> [Task objective] Rescale the data below from its start through the line that contains "[88,105,293,245]": write out every line again, wording lines unchanged, with each box coordinate multiplied by 1.5 and rounded to a whole number, halves rounded up.

> [Material to process]
[START]
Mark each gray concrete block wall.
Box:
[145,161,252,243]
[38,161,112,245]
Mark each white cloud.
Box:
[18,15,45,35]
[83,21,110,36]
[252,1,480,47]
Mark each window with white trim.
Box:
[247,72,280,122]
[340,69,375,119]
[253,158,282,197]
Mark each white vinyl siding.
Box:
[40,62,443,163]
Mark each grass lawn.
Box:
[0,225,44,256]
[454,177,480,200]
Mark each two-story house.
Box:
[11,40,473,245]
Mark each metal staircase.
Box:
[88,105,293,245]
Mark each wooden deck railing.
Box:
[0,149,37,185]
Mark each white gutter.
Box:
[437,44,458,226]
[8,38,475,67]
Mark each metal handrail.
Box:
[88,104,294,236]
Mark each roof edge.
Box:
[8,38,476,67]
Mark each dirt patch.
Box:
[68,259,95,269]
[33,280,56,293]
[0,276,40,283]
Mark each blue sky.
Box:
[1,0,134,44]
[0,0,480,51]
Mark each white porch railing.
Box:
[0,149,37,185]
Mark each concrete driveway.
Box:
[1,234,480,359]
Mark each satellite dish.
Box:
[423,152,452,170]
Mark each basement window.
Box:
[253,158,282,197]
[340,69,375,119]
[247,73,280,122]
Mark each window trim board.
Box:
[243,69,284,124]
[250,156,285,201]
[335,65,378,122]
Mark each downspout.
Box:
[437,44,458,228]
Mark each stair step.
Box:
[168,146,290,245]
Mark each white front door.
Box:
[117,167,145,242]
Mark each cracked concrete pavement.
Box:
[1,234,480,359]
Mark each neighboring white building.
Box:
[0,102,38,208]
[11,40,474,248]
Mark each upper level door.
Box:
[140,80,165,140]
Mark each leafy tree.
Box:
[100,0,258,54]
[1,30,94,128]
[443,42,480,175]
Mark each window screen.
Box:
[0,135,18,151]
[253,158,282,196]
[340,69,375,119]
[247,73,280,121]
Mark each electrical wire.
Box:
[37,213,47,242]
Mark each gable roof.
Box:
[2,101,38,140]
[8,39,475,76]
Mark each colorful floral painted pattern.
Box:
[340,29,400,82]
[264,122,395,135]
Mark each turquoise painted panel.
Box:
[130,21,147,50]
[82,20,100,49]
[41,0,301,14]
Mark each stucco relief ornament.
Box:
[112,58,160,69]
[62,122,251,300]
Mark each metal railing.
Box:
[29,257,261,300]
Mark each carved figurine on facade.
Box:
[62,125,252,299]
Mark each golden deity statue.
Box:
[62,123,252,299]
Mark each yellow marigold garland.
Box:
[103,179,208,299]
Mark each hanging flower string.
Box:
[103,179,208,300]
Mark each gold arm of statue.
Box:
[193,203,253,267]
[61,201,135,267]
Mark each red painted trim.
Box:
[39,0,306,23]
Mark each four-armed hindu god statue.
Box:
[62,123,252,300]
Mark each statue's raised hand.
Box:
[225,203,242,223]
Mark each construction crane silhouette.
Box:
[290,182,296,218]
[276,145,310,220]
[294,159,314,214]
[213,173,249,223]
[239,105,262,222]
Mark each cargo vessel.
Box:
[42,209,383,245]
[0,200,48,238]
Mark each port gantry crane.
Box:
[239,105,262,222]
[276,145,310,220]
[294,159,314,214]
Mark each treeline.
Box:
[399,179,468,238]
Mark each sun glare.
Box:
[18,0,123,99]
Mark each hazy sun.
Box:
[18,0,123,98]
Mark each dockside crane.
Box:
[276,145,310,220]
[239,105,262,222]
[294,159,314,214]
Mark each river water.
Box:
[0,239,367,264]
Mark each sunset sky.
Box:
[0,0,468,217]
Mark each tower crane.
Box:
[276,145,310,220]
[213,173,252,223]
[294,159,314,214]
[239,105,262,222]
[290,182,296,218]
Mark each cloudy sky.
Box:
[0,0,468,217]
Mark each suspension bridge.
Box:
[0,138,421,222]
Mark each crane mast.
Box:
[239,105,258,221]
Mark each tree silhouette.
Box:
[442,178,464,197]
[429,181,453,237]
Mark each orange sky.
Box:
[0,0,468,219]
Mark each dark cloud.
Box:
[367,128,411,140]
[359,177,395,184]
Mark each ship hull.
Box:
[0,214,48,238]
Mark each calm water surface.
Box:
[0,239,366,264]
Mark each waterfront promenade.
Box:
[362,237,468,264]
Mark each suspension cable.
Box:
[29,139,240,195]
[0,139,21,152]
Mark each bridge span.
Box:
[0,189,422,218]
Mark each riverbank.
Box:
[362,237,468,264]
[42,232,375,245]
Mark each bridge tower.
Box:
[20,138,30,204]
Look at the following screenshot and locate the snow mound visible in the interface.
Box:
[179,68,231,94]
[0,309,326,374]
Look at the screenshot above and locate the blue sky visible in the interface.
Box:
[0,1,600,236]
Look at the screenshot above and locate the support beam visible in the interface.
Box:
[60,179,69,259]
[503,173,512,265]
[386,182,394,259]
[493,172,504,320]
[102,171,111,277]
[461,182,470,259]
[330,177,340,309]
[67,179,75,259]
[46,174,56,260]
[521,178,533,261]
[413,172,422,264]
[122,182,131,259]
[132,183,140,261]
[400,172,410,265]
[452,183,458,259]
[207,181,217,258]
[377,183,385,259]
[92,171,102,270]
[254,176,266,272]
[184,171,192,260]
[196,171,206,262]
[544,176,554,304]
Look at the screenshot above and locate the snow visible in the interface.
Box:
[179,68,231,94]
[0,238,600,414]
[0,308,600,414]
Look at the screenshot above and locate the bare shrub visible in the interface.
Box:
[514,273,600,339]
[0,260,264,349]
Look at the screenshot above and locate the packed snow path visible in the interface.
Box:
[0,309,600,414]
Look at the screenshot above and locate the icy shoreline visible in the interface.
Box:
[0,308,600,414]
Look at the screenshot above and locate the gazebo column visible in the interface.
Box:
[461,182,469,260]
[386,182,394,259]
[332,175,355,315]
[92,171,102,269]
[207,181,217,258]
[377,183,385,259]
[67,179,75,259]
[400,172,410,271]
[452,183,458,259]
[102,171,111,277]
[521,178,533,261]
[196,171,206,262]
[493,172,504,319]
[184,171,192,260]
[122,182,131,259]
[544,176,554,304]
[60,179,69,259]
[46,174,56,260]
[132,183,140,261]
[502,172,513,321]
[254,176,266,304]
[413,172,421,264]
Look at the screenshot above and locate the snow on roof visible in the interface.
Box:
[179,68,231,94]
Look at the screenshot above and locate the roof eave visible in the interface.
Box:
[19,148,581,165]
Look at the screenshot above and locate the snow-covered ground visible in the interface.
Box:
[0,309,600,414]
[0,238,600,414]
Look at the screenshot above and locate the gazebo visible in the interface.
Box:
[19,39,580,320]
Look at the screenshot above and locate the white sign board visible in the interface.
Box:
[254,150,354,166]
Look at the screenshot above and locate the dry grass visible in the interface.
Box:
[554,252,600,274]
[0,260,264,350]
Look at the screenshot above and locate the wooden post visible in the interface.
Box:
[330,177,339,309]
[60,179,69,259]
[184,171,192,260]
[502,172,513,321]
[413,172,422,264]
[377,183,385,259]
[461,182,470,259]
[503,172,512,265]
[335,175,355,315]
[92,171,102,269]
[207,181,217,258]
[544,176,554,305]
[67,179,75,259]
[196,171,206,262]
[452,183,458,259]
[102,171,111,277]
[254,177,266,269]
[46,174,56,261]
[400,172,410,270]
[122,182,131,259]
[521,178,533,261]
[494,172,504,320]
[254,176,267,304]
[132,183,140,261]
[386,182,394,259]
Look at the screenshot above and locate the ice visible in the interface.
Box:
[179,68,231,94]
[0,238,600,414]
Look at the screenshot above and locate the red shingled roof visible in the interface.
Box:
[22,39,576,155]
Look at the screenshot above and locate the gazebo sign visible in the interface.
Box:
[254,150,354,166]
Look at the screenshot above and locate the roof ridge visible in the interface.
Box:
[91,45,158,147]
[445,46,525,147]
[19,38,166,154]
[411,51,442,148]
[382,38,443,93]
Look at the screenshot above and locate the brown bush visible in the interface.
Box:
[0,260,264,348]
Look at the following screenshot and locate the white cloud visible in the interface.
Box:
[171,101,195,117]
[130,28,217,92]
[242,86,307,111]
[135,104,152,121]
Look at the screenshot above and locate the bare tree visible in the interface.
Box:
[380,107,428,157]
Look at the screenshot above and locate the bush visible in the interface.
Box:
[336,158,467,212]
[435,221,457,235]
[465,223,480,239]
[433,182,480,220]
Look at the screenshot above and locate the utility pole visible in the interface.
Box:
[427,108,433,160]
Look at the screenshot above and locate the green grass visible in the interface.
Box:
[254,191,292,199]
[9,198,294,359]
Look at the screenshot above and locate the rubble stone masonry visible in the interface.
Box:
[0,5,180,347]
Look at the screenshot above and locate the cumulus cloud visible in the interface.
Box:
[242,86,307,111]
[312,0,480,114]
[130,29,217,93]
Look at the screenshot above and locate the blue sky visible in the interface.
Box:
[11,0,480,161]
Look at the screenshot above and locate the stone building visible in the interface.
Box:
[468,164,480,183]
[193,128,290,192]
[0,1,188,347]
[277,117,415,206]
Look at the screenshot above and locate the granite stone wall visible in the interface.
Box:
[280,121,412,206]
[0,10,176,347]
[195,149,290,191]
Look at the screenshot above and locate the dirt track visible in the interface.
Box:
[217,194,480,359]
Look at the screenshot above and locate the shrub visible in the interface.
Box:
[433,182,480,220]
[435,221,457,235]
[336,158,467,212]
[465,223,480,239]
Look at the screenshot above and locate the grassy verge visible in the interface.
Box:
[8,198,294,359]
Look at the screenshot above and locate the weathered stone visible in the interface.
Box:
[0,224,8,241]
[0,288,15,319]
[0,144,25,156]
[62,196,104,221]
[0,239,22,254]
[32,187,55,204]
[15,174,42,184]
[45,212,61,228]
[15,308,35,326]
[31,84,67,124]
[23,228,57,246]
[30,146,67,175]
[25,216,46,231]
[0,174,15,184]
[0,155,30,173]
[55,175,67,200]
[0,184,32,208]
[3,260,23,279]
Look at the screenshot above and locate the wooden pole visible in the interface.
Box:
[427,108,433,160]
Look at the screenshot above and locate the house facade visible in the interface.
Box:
[END]
> [Reply to the task]
Mark each gray concrete block wall.
Box:
[218,242,378,365]
[57,242,168,368]
Mark each white cloud.
Box:
[27,23,68,53]
[125,32,165,54]
[378,2,720,71]
Mark each window with white trim.
Box:
[371,108,420,183]
[510,104,563,179]
[380,237,423,296]
Mark each white vinyl siding.
Box:
[60,93,665,245]
Mark each grass lawn.
Box:
[0,338,66,384]
[681,266,720,300]
Mark each two-story house.
Box:
[17,60,710,368]
Mark each metal staircase.
Box:
[132,158,440,368]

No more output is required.